-------- TASK INPUTS --------

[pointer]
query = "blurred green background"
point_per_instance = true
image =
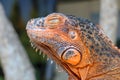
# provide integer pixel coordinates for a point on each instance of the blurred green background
(20, 11)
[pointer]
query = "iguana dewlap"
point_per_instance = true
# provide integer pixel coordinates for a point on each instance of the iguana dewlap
(77, 45)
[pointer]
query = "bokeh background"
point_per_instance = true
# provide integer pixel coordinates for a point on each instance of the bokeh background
(18, 12)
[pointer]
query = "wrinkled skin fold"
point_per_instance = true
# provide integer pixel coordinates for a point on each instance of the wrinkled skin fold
(79, 46)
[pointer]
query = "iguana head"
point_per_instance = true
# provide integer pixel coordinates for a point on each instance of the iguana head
(70, 42)
(58, 36)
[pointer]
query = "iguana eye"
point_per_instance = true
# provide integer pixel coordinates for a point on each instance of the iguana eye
(72, 56)
(73, 34)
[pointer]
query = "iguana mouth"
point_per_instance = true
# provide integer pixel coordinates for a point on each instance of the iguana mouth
(51, 54)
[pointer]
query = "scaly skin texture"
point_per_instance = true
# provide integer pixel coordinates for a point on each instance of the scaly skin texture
(77, 45)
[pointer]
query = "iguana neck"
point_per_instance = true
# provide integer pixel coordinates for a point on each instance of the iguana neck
(102, 51)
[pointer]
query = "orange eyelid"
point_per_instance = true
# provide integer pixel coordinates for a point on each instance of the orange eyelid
(72, 59)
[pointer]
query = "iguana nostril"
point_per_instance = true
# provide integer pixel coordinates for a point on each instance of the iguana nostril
(54, 21)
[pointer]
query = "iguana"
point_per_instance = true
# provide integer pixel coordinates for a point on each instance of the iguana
(79, 46)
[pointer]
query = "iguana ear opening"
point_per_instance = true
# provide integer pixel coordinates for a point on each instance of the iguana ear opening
(72, 56)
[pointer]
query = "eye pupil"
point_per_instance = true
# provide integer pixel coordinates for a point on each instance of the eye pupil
(69, 54)
(72, 34)
(72, 56)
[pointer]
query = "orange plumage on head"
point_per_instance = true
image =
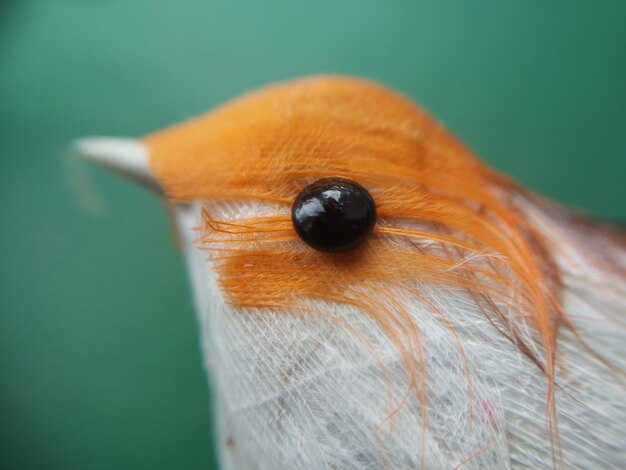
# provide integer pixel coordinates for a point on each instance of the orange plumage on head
(453, 236)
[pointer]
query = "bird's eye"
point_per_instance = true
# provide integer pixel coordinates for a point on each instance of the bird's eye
(333, 214)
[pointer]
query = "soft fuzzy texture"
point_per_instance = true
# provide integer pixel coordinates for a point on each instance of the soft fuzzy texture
(477, 327)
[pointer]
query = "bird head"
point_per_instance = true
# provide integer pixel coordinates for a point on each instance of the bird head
(419, 343)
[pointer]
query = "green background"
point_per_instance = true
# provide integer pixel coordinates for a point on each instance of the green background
(99, 359)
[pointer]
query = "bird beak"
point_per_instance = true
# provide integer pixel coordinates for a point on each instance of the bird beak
(128, 157)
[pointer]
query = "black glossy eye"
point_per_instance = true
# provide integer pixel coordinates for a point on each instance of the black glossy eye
(333, 214)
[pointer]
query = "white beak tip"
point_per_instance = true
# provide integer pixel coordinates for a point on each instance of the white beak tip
(126, 156)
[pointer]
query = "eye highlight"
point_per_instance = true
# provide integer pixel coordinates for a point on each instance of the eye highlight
(333, 214)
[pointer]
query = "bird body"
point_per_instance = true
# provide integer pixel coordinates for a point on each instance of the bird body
(478, 326)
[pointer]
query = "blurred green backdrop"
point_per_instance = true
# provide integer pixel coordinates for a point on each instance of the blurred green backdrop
(99, 359)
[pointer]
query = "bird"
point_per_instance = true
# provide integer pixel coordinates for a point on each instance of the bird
(371, 294)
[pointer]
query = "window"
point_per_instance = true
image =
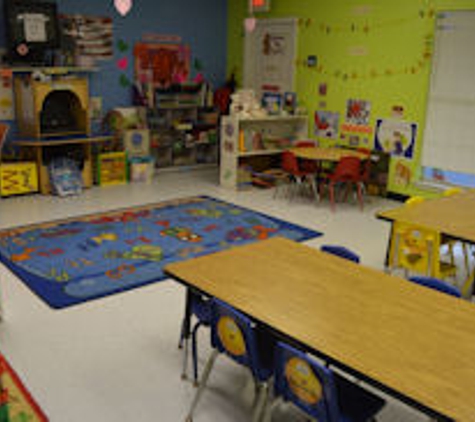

--------

From the material above, copy each line that contains the string "beak". Only matches with the same capitalization count.

query = "bird beak"
# provide integer pixel coordinates for a point on each instance of the bird beak
query = "white beak tip"
# provide integer pixel coordinates for a point on each instance of the white beak tip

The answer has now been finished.